Today, we’re going to discuss the why and the how. Before we get into the interview, Adam, would you please introduce yourself to the audience with a little bit about your expertise and experience around the idea that agility can be a huge advantage for small and medium-sized businesses.
Adam Robinson: Yeah. Sure. My name is Adam Robinson, like you said earlier. I work here at Cerasis, a third party logistics company as the director of marketing. I’ve worked in sales and marketing since I graduated from college in 2003, so for about 14 years. I’ve worked in digital marketing for about 10 years. If you’ve been in digital marketing for 10 years, that pretty much makes you an industry veteran because a lot of those practices have not been around.

§ BRIEF A
According to the interview excerpt, what job does Adam Robinson hold at Cerasis?
§ BRIEF B
Reproduce the interview excerpt from "Today, we’re going" up to and including "and medium-sized businesses.", swapping "agility" for "flexibility".
§ BRIEF C
Write what comes next in the interview excerpt with Adam Robinson, starting after its final sentence.
The material after this point is separate from the interview excerpt.

Point annotations on photos
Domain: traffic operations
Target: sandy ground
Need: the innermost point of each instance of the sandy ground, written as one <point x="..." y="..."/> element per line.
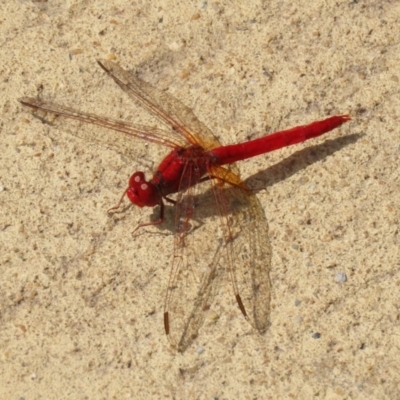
<point x="81" y="298"/>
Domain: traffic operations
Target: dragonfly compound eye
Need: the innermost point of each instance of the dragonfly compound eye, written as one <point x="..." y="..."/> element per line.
<point x="141" y="192"/>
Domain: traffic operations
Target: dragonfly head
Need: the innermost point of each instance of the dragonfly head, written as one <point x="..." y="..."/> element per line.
<point x="142" y="193"/>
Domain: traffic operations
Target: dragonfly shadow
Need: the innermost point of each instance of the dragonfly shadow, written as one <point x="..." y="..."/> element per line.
<point x="298" y="161"/>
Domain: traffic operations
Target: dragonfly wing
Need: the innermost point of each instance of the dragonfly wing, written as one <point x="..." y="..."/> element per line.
<point x="248" y="251"/>
<point x="165" y="107"/>
<point x="196" y="269"/>
<point x="99" y="129"/>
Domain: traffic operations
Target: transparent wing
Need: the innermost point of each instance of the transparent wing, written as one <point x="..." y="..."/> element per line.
<point x="248" y="252"/>
<point x="163" y="106"/>
<point x="76" y="123"/>
<point x="196" y="263"/>
<point x="233" y="238"/>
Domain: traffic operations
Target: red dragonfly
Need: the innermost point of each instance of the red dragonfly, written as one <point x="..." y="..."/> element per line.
<point x="235" y="237"/>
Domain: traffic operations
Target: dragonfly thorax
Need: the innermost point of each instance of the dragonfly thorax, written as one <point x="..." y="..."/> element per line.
<point x="142" y="193"/>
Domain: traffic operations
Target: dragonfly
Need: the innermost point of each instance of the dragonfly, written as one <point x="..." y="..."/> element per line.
<point x="200" y="179"/>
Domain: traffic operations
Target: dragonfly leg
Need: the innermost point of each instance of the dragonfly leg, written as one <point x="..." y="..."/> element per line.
<point x="158" y="222"/>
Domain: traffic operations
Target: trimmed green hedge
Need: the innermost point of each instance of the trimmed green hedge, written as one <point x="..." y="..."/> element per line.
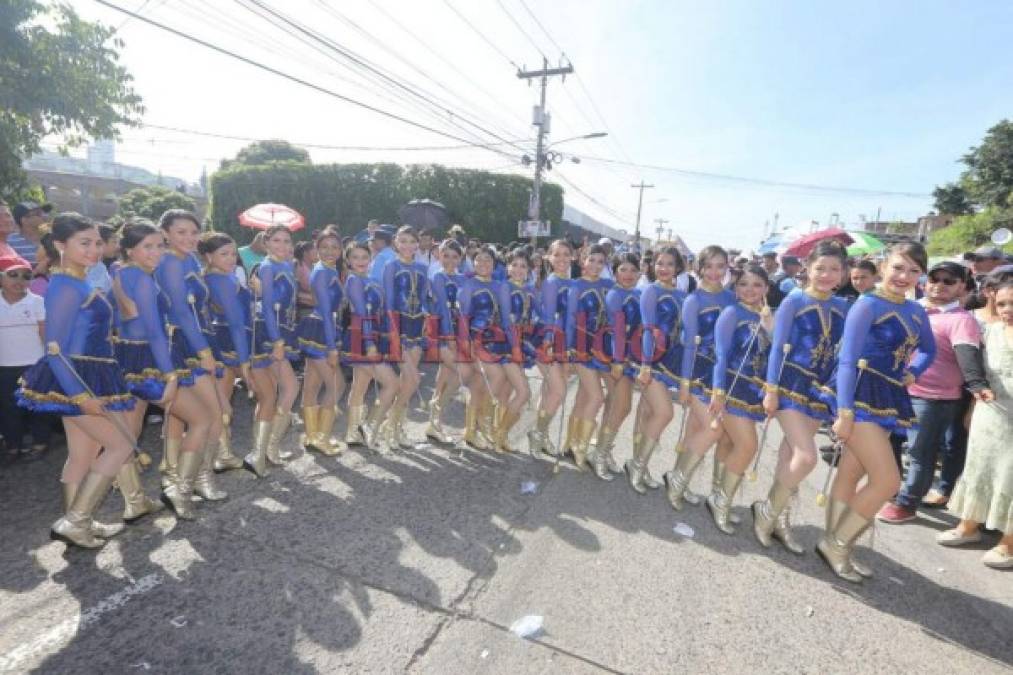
<point x="487" y="205"/>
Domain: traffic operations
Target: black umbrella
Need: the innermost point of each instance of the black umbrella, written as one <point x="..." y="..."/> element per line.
<point x="424" y="214"/>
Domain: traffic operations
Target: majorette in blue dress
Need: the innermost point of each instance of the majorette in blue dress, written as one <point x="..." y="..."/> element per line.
<point x="742" y="346"/>
<point x="661" y="344"/>
<point x="586" y="320"/>
<point x="807" y="329"/>
<point x="445" y="288"/>
<point x="318" y="331"/>
<point x="179" y="278"/>
<point x="552" y="307"/>
<point x="79" y="353"/>
<point x="142" y="346"/>
<point x="485" y="308"/>
<point x="406" y="293"/>
<point x="524" y="320"/>
<point x="622" y="310"/>
<point x="890" y="336"/>
<point x="276" y="321"/>
<point x="232" y="309"/>
<point x="700" y="313"/>
<point x="367" y="329"/>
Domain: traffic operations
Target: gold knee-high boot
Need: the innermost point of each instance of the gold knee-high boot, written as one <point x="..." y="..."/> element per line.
<point x="137" y="505"/>
<point x="353" y="433"/>
<point x="170" y="457"/>
<point x="678" y="479"/>
<point x="836" y="545"/>
<point x="276" y="453"/>
<point x="767" y="512"/>
<point x="311" y="433"/>
<point x="721" y="500"/>
<point x="256" y="461"/>
<point x="582" y="431"/>
<point x="636" y="466"/>
<point x="75" y="526"/>
<point x="224" y="459"/>
<point x="204" y="484"/>
<point x="538" y="438"/>
<point x="103" y="530"/>
<point x="179" y="497"/>
<point x="329" y="445"/>
<point x="834" y="510"/>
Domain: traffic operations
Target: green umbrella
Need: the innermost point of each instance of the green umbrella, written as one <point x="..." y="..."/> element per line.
<point x="864" y="243"/>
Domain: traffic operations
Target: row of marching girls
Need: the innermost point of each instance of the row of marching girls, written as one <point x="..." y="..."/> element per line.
<point x="733" y="365"/>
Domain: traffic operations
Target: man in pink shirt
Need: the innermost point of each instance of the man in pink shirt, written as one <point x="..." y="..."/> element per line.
<point x="937" y="395"/>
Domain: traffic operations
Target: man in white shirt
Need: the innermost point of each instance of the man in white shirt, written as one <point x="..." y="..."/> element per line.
<point x="22" y="323"/>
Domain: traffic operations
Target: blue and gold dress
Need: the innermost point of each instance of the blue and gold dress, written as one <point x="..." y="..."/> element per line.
<point x="142" y="346"/>
<point x="318" y="331"/>
<point x="742" y="347"/>
<point x="586" y="322"/>
<point x="79" y="353"/>
<point x="661" y="346"/>
<point x="884" y="339"/>
<point x="700" y="313"/>
<point x="406" y="293"/>
<point x="276" y="322"/>
<point x="807" y="329"/>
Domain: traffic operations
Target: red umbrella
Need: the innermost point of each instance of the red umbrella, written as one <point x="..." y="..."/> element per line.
<point x="262" y="216"/>
<point x="803" y="245"/>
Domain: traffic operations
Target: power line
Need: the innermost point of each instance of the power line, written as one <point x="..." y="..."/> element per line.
<point x="347" y="54"/>
<point x="481" y="34"/>
<point x="759" y="181"/>
<point x="293" y="78"/>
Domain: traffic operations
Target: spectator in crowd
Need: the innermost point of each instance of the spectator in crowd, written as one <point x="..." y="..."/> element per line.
<point x="305" y="258"/>
<point x="22" y="320"/>
<point x="937" y="395"/>
<point x="382" y="253"/>
<point x="6" y="229"/>
<point x="253" y="253"/>
<point x="783" y="283"/>
<point x="28" y="217"/>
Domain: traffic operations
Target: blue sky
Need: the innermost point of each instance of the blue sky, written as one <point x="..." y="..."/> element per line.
<point x="876" y="95"/>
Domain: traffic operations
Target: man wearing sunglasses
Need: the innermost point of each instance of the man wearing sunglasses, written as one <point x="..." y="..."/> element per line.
<point x="22" y="320"/>
<point x="937" y="397"/>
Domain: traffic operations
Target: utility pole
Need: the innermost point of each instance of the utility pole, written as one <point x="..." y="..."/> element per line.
<point x="639" y="207"/>
<point x="540" y="120"/>
<point x="661" y="222"/>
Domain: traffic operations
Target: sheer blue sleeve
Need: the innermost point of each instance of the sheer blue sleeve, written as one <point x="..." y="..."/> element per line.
<point x="319" y="283"/>
<point x="648" y="319"/>
<point x="856" y="328"/>
<point x="266" y="276"/>
<point x="724" y="335"/>
<point x="146" y="297"/>
<point x="63" y="302"/>
<point x="505" y="320"/>
<point x="171" y="277"/>
<point x="926" y="346"/>
<point x="691" y="325"/>
<point x="783" y="318"/>
<point x="442" y="303"/>
<point x="224" y="292"/>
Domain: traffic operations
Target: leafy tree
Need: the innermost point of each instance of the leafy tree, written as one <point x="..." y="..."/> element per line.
<point x="990" y="167"/>
<point x="152" y="202"/>
<point x="952" y="200"/>
<point x="969" y="231"/>
<point x="262" y="152"/>
<point x="59" y="75"/>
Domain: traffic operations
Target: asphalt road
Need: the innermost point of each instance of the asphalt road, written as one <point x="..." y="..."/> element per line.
<point x="422" y="560"/>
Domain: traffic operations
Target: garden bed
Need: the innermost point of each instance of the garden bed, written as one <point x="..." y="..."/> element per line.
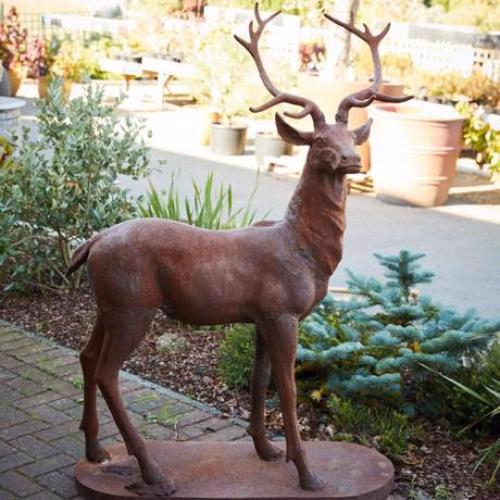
<point x="437" y="464"/>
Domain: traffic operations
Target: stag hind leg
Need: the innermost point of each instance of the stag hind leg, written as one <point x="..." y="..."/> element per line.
<point x="260" y="381"/>
<point x="281" y="336"/>
<point x="89" y="357"/>
<point x="124" y="330"/>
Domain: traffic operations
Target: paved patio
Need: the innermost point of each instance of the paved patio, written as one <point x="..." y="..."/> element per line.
<point x="41" y="406"/>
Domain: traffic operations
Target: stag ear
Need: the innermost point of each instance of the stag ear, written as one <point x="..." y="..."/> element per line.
<point x="292" y="135"/>
<point x="361" y="133"/>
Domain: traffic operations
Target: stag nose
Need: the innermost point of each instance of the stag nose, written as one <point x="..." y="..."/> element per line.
<point x="354" y="159"/>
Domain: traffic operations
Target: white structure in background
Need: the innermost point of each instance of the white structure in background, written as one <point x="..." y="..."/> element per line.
<point x="282" y="38"/>
<point x="441" y="48"/>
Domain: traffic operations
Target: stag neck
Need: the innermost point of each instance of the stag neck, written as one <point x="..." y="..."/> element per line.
<point x="316" y="217"/>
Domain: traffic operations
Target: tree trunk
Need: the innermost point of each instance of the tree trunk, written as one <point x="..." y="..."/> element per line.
<point x="339" y="50"/>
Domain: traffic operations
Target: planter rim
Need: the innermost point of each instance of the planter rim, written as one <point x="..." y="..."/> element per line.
<point x="416" y="111"/>
<point x="234" y="127"/>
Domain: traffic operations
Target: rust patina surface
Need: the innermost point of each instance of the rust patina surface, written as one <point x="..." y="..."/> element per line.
<point x="214" y="470"/>
<point x="271" y="275"/>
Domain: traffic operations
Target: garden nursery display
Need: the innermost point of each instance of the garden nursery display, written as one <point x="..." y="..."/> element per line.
<point x="283" y="385"/>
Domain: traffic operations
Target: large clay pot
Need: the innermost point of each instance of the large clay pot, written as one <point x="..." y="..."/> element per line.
<point x="228" y="139"/>
<point x="328" y="93"/>
<point x="414" y="151"/>
<point x="17" y="74"/>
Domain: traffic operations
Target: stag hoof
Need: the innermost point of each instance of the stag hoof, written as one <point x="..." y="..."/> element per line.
<point x="312" y="483"/>
<point x="97" y="454"/>
<point x="163" y="488"/>
<point x="269" y="453"/>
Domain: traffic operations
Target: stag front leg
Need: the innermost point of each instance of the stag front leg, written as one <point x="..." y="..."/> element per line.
<point x="260" y="381"/>
<point x="281" y="336"/>
<point x="89" y="357"/>
<point x="123" y="332"/>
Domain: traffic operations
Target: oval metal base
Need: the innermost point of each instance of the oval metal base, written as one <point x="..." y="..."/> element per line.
<point x="209" y="470"/>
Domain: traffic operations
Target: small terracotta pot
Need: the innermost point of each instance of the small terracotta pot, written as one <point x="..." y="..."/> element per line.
<point x="414" y="151"/>
<point x="228" y="139"/>
<point x="17" y="74"/>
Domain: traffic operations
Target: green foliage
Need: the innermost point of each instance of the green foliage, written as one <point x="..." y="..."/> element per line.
<point x="236" y="355"/>
<point x="368" y="346"/>
<point x="489" y="396"/>
<point x="476" y="88"/>
<point x="480" y="136"/>
<point x="383" y="428"/>
<point x="208" y="208"/>
<point x="61" y="186"/>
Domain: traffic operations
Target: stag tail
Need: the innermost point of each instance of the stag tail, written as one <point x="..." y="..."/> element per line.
<point x="81" y="254"/>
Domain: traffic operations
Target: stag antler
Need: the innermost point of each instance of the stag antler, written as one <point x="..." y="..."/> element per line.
<point x="365" y="97"/>
<point x="310" y="108"/>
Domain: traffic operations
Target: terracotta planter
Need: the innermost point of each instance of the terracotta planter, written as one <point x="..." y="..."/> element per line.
<point x="200" y="123"/>
<point x="328" y="93"/>
<point x="414" y="149"/>
<point x="16" y="76"/>
<point x="270" y="145"/>
<point x="228" y="139"/>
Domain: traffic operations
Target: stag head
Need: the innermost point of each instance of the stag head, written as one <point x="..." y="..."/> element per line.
<point x="332" y="146"/>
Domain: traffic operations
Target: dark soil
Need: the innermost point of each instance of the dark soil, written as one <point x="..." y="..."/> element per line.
<point x="191" y="369"/>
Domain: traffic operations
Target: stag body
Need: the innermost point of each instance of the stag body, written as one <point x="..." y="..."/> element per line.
<point x="271" y="274"/>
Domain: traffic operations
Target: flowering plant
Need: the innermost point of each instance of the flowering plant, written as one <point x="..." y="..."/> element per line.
<point x="13" y="44"/>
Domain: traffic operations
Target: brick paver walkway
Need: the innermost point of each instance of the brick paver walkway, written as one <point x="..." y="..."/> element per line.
<point x="41" y="406"/>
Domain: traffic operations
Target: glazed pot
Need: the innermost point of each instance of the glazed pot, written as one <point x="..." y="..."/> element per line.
<point x="16" y="73"/>
<point x="414" y="151"/>
<point x="228" y="139"/>
<point x="328" y="92"/>
<point x="270" y="145"/>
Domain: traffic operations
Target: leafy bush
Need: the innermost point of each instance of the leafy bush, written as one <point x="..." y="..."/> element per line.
<point x="383" y="428"/>
<point x="480" y="136"/>
<point x="371" y="346"/>
<point x="207" y="209"/>
<point x="476" y="88"/>
<point x="61" y="186"/>
<point x="368" y="346"/>
<point x="489" y="396"/>
<point x="236" y="355"/>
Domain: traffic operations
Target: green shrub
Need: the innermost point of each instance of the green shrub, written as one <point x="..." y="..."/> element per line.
<point x="383" y="428"/>
<point x="370" y="345"/>
<point x="61" y="186"/>
<point x="489" y="397"/>
<point x="206" y="208"/>
<point x="236" y="355"/>
<point x="480" y="136"/>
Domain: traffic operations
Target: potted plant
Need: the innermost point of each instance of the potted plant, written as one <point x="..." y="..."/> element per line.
<point x="13" y="47"/>
<point x="222" y="68"/>
<point x="40" y="57"/>
<point x="414" y="150"/>
<point x="68" y="65"/>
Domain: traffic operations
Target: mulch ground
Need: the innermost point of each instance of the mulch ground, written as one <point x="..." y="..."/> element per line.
<point x="191" y="369"/>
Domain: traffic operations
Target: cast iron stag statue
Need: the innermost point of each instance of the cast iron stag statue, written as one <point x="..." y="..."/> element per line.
<point x="271" y="274"/>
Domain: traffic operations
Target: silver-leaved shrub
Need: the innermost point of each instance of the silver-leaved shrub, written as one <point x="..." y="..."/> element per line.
<point x="60" y="185"/>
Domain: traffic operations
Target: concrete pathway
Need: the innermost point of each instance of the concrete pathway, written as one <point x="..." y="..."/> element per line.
<point x="462" y="250"/>
<point x="461" y="240"/>
<point x="41" y="407"/>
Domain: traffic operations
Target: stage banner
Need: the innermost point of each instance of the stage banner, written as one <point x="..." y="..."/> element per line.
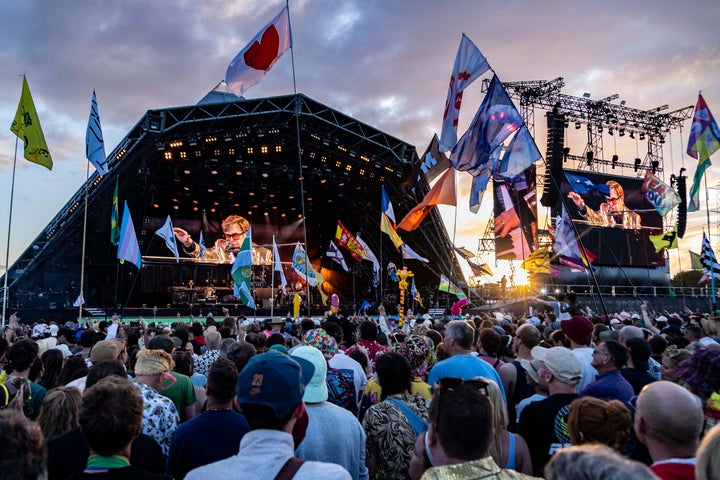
<point x="515" y="207"/>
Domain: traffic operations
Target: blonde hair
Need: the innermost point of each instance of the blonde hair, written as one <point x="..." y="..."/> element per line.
<point x="500" y="418"/>
<point x="60" y="411"/>
<point x="592" y="420"/>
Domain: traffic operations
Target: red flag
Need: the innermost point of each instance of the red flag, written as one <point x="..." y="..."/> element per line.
<point x="257" y="58"/>
<point x="347" y="240"/>
<point x="443" y="192"/>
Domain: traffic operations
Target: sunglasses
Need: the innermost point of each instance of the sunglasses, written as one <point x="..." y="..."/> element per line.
<point x="234" y="236"/>
<point x="449" y="384"/>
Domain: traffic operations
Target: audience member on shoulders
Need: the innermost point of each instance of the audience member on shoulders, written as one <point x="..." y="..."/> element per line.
<point x="669" y="420"/>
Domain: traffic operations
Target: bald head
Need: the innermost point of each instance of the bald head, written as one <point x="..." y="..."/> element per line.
<point x="670" y="417"/>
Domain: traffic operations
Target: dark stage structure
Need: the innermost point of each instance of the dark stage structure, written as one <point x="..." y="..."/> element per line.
<point x="292" y="166"/>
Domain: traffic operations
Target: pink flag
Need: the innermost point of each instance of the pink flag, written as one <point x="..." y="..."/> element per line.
<point x="469" y="65"/>
<point x="257" y="58"/>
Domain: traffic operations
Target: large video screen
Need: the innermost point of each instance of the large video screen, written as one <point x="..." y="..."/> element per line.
<point x="615" y="228"/>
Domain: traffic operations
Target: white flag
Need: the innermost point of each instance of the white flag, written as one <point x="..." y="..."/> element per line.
<point x="257" y="58"/>
<point x="469" y="65"/>
<point x="277" y="266"/>
<point x="94" y="143"/>
<point x="165" y="232"/>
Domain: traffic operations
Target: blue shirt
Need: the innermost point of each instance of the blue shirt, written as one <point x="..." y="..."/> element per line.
<point x="465" y="366"/>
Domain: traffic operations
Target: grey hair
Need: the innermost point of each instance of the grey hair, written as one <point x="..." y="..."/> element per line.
<point x="594" y="462"/>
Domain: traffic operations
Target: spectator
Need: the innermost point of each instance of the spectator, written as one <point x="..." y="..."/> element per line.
<point x="160" y="418"/>
<point x="334" y="434"/>
<point x="608" y="358"/>
<point x="111" y="417"/>
<point x="215" y="434"/>
<point x="60" y="411"/>
<point x="594" y="462"/>
<point x="579" y="330"/>
<point x="541" y="423"/>
<point x="508" y="450"/>
<point x="23" y="454"/>
<point x="270" y="392"/>
<point x="669" y="420"/>
<point x="461" y="364"/>
<point x="708" y="460"/>
<point x="592" y="420"/>
<point x="393" y="424"/>
<point x="460" y="433"/>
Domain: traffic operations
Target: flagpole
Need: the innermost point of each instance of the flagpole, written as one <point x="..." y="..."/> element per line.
<point x="712" y="277"/>
<point x="82" y="255"/>
<point x="300" y="172"/>
<point x="7" y="251"/>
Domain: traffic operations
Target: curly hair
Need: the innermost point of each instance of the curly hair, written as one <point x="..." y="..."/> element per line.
<point x="592" y="420"/>
<point x="60" y="411"/>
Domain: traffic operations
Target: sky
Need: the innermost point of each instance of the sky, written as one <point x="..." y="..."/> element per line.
<point x="384" y="62"/>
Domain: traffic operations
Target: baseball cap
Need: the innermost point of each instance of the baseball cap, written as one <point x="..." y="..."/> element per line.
<point x="561" y="362"/>
<point x="316" y="390"/>
<point x="275" y="380"/>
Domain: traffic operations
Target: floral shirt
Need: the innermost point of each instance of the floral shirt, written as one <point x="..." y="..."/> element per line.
<point x="391" y="437"/>
<point x="204" y="361"/>
<point x="160" y="417"/>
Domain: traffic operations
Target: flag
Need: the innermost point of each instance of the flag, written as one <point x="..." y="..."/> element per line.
<point x="443" y="192"/>
<point x="386" y="206"/>
<point x="582" y="185"/>
<point x="695" y="262"/>
<point x="257" y="58"/>
<point x="703" y="142"/>
<point x="166" y="233"/>
<point x="347" y="240"/>
<point x="710" y="265"/>
<point x="447" y="286"/>
<point x="94" y="143"/>
<point x="415" y="293"/>
<point x="241" y="272"/>
<point x="302" y="268"/>
<point x="386" y="226"/>
<point x="337" y="256"/>
<point x="661" y="195"/>
<point x="277" y="266"/>
<point x="432" y="164"/>
<point x="479" y="269"/>
<point x="494" y="121"/>
<point x="520" y="154"/>
<point x="537" y="262"/>
<point x="79" y="301"/>
<point x="469" y="65"/>
<point x="128" y="247"/>
<point x="664" y="240"/>
<point x="410" y="254"/>
<point x="369" y="255"/>
<point x="201" y="243"/>
<point x="114" y="214"/>
<point x="26" y="125"/>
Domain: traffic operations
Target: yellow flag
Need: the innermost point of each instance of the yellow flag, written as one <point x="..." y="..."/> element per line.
<point x="26" y="126"/>
<point x="664" y="240"/>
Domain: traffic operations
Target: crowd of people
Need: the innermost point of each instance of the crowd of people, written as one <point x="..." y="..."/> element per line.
<point x="628" y="396"/>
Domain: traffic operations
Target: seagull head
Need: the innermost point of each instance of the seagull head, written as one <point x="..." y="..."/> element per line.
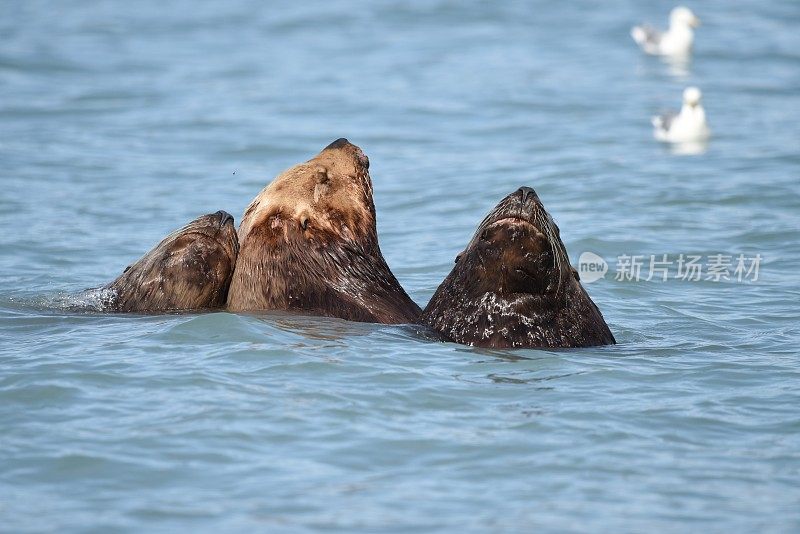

§ FINAL RESULT A
He is the director of marketing.

§ FINAL RESULT B
Today, we’re going to discuss the why and the how. Before we get into the interview, Adam, would you please introduce yourself to the audience with a little bit about your expertise and experience around the idea that flexibility can be a huge advantage for small and medium-sized businesses.

§ FINAL RESULT C
I mean, one of the first things that I did was work at a startup and instantly saw the value of digital practices by implementing an online form to take away the fax paper registration. It allowed us to decrease time for our customers to sign up, and we found that that was the biggest paying point. I really started to see how digital things, things that were less cost-intensive, less paper, if you will, improved process and helped you connect with your customers a lot quickly. Those fundamentals, back in 2004 when I did that with that company are no different than today. Just like you eluded to small companies can really take on the big guys because they have the ability to use something like digital marketing to reach them.
Really found a passion for helping businesses in digital marketing, really got into social media in 2010, especially in LinkedIn. I think what I really was attracted to was goal-oriented marketing. When people told me, “Adam,” when I first worked at a social media agency about eight years ago, “We want to achieve this. We could then develop strategies and use very inexpensive tools to go out and accomplish those goals.”
We do that today here at Cerasis. We use digital marketing to compete with the big guys. We are not the largest 3PL in the game, but I guarantee you, if you Google search anything around what we do in the way of logistics or transportation management, we’re out there beating the big guys. We continue to get a lot of good leads, and we’ve been growing our business. It’s a lot of fun to see results when you put it into play and it just keeps getting better and better. As you go after that, you have a lot more fun doing it.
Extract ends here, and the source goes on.